Tally the lines in the data below that contain the word "each" and report only the resulting number.

○ ○ ○ ○ ○ ○ ○

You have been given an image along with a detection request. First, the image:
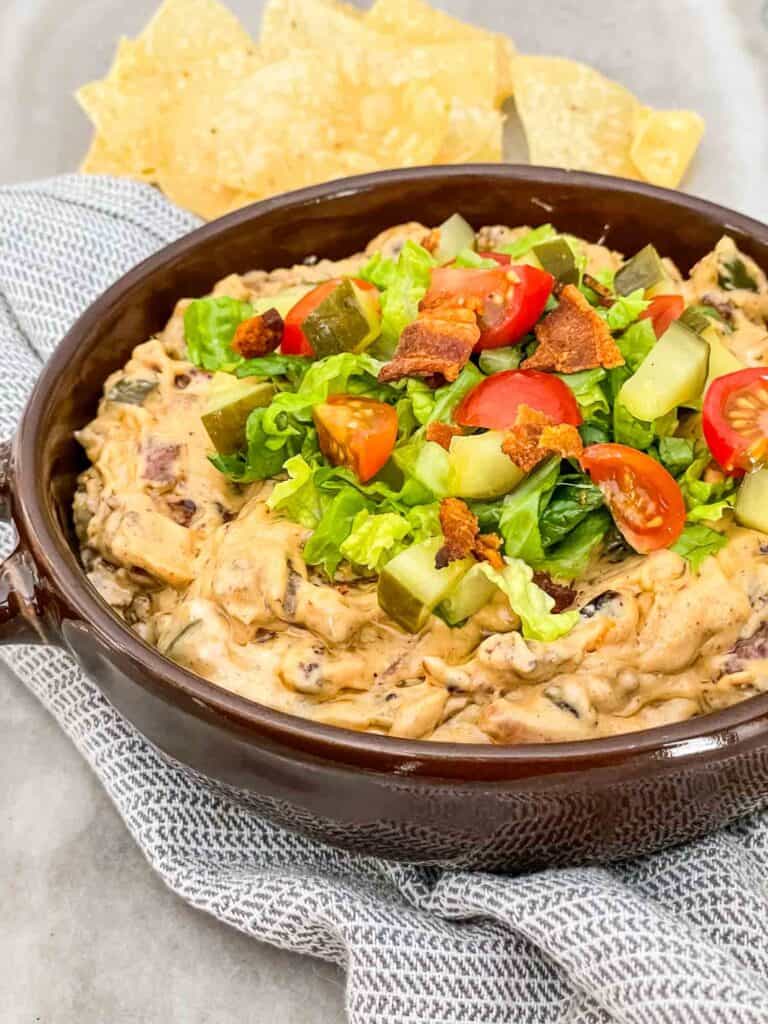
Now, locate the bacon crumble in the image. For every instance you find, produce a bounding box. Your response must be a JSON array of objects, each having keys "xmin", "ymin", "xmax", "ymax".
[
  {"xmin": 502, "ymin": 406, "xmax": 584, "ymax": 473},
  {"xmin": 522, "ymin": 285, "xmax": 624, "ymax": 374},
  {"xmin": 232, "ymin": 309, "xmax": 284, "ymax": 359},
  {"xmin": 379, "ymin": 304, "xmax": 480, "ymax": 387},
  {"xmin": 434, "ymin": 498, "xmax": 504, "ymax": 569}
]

○ ○ ○ ○ ○ ○ ○

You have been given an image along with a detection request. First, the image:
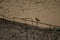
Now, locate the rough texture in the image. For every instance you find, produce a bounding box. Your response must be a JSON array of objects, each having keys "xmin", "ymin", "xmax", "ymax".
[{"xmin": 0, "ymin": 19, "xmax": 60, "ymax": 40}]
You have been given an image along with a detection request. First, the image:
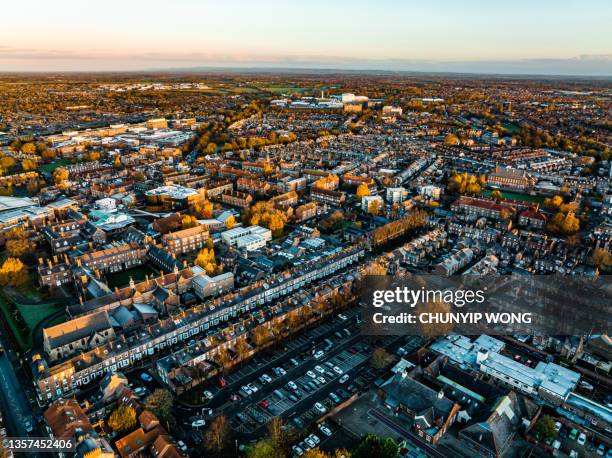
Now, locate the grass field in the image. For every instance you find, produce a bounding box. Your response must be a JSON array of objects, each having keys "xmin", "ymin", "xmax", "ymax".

○ ○ ○ ○ ○ ○ ○

**SOLUTION FOR THIS EXERCISE:**
3